→ Complete o seguinte:
- A) Conte as linhas dos registros em que aparece a palavra "pickup" e informe apenas esse número.
- B) Continue o trecho sobre o conflito entre as famílias Macedo e Rezende a partir da última frase apresentada.

→ Trecho de origem:
..............................
Segundo o Sr. José, os Macedo "sempre foram metidos a valentes", resolvendo suas questões "na bala ou na ponta de uma faca" (Idem), seja entre seus membros ou com pessoas externas ao grupo familiar.
Os Rezende, por sua vez, eram oriundos de uma pequena cidade do Rio Grande do Norte; supostamente ainda descendentes da família Macedo, chegaram a Ventura depois desta e habitavam na localidade denominada Aldeia Encantada. Não se sabe ao certo as causas primeiras da desavença entre as duas famílias. As opiniões são diversas, mas, segundo alguns relatos orais, a disputa pela posse da terra foi, talvez, a causa inicial deste conflito que se iniciou na segunda metade do século XX.
..............................
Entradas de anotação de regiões
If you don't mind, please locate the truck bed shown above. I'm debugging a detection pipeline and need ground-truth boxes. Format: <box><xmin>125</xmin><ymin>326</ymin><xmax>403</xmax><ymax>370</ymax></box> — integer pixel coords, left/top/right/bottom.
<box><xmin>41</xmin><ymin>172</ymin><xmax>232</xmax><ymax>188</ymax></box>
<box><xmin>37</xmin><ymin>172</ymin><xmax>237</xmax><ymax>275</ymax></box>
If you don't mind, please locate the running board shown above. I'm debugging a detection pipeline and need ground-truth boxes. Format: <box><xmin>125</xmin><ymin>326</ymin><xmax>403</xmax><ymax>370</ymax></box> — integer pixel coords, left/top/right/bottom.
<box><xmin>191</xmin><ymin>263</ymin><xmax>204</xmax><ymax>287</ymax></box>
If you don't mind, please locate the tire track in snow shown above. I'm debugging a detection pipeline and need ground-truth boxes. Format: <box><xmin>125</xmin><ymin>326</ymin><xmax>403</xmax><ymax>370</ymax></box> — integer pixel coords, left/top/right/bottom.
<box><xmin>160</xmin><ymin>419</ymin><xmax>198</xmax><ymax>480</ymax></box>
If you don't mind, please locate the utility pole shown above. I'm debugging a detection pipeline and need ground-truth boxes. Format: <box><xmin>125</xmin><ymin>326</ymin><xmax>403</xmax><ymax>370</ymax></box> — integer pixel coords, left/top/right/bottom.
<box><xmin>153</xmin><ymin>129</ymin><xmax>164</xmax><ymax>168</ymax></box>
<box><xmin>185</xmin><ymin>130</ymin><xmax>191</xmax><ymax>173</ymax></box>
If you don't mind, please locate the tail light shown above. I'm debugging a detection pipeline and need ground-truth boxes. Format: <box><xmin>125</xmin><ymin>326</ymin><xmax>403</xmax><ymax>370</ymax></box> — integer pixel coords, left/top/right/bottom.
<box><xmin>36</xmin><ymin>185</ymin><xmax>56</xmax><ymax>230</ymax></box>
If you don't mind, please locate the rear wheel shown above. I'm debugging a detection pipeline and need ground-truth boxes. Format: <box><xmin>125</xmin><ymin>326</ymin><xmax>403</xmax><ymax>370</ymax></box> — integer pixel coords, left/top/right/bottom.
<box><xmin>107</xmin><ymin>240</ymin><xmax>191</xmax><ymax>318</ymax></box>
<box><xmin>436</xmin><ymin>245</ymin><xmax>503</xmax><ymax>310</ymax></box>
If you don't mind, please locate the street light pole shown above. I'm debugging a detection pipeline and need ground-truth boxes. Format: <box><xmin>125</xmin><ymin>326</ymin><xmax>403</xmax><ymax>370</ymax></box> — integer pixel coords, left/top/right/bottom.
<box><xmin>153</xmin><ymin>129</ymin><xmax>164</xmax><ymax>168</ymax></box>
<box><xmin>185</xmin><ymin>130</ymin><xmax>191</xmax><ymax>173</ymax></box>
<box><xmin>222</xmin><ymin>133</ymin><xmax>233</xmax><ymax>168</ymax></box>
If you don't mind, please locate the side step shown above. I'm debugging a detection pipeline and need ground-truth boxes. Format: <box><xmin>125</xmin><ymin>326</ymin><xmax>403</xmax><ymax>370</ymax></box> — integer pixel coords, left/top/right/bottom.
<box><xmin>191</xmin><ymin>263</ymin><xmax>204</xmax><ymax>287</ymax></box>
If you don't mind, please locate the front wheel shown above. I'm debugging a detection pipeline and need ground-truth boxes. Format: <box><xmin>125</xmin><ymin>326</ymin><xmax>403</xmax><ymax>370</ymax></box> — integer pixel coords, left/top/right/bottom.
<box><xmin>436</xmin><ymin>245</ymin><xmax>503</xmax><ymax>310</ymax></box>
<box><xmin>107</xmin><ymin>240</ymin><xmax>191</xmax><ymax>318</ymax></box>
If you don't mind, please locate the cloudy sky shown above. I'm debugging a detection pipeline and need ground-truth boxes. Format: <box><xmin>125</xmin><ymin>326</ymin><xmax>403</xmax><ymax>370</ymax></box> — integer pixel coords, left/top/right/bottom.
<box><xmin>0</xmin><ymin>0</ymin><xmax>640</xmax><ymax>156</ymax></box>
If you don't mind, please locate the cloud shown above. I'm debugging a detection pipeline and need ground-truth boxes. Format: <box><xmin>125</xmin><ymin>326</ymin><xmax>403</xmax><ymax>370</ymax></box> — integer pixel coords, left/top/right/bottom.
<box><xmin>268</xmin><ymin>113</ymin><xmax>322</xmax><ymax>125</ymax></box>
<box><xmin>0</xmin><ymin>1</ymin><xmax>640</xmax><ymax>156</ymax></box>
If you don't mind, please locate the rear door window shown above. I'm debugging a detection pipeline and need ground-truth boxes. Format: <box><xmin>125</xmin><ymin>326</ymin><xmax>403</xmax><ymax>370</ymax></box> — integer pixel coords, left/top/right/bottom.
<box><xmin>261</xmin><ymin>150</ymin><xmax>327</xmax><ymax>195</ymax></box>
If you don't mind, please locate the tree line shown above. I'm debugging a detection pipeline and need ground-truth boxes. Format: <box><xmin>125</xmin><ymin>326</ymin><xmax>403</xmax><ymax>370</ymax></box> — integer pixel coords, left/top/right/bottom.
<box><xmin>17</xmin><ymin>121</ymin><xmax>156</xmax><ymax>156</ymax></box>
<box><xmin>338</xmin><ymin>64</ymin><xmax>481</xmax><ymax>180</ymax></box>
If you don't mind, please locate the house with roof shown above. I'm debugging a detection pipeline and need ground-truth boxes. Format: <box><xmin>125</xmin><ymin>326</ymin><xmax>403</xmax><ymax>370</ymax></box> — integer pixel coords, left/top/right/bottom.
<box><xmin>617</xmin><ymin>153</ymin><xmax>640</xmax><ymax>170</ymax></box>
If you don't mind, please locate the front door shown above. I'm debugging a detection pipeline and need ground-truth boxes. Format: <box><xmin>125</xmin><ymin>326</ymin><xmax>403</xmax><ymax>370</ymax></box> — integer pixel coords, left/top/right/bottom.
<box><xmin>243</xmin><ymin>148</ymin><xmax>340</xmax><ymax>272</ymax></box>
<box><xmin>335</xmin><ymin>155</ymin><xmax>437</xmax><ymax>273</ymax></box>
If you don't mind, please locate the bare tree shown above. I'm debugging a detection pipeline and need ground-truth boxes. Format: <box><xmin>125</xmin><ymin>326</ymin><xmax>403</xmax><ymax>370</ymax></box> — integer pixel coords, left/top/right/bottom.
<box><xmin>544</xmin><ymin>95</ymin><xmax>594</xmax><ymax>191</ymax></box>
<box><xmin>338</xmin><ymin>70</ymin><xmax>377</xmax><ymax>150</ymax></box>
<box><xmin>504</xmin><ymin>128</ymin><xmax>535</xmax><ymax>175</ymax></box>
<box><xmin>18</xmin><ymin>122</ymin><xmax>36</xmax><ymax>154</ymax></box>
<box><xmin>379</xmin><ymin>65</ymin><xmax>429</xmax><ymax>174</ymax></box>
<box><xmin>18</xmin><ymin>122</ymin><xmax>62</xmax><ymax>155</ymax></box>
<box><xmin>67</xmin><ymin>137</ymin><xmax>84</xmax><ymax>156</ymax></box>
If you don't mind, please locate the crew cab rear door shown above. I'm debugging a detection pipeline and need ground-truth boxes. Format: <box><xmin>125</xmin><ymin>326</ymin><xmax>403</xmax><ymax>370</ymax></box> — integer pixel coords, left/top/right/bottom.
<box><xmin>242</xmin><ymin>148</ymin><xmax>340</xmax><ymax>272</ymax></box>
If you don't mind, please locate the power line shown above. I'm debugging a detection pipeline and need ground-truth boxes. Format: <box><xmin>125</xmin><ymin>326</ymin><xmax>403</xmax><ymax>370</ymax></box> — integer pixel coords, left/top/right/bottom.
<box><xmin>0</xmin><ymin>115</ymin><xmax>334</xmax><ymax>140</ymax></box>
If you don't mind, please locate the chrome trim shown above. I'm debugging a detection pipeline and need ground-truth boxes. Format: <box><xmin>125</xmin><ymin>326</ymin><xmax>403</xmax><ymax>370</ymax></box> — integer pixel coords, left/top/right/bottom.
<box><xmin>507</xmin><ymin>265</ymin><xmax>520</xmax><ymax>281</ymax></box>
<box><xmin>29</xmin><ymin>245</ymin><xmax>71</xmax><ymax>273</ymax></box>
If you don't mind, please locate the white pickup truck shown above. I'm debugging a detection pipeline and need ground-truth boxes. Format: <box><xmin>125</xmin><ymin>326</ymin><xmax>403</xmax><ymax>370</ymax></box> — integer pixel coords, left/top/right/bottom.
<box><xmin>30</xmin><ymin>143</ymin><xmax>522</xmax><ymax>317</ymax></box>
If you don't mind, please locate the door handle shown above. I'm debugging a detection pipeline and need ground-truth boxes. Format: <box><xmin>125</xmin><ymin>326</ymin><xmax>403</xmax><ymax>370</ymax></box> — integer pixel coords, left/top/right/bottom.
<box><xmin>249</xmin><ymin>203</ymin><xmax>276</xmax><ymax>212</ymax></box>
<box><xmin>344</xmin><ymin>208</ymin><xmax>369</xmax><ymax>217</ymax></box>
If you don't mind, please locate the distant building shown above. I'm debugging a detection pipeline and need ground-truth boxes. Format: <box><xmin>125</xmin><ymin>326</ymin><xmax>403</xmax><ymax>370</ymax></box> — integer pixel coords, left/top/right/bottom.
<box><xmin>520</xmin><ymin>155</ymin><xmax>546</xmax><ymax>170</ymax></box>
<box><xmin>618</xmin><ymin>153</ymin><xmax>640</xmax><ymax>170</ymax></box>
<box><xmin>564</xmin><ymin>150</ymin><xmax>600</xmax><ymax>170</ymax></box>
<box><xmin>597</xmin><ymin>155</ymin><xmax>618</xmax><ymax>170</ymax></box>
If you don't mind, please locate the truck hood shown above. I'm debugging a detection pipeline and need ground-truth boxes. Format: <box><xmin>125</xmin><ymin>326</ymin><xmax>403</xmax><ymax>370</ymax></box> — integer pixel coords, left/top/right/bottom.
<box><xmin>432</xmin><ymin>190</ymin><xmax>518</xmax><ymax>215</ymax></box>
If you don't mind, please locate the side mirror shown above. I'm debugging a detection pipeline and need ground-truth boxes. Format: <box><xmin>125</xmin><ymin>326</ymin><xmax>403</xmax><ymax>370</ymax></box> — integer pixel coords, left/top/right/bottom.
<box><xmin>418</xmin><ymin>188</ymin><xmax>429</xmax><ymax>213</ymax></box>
..............................
→ Respostas das tarefas:
- A) 1

- B)
A gente não sabe nem dizer porque era que tinha essas briga assim, por causa de terra. Mas cada qual tinha esse negócio de querer ficar com um pedaço de terra de um e de outro. O caso dessas brigas por causa de terra era assim: o cabra cerca aqui uma terra e vai aqui. Aí, uma estrada passa assim, desviando aquele seu cercado, uns 20 metros. Vamos dizer que é numa terra de outro, que pertence a outro. Aí depois você pega sua cerca aqui – que você é ambicioso – pega e vai colocar lá, no meio da estrada, pra ficar todo seu aquela lista, de lá a cá. Aí lá vai. O outro diz: "Essa terra era minha!" Começava por essas coisas. [...] Mas nesse tempo era por causa de ambição, que queria mais terra (Sr. Ricardo, 69 anos, 30.09.2002.).
(...) havia uma despeita, uma disputa de valentia entre as duas famílias.
[...] Então era o seguinte: quando os Rezende. tavam bebendo na bodega de seu Sales e do outro lado, num outro prédio, era o bar de Dondon onde os Macedo estavam. Aí, se eles tivessem bebendo lá, se os Macedo chegasse, aí era briga pelo território. Aí eles queriam ser valentes também... aí, sabe como é… (Sr. José, Idem.).
A disputa por limites de terras é uma causa clássica de conflitos no sertão. Muitas lutas ocorreram na região por este motivo, desde a época de sua povoação. Cercar uma propriedade era sempre motivo para uma possível intriga entre famílias. No entanto, o Sr. José aponta outra causa para essas brigas, que era a valentia dos homens das duas famílias, sobre a qual pretendo demorar um pouco mais o meu olhar.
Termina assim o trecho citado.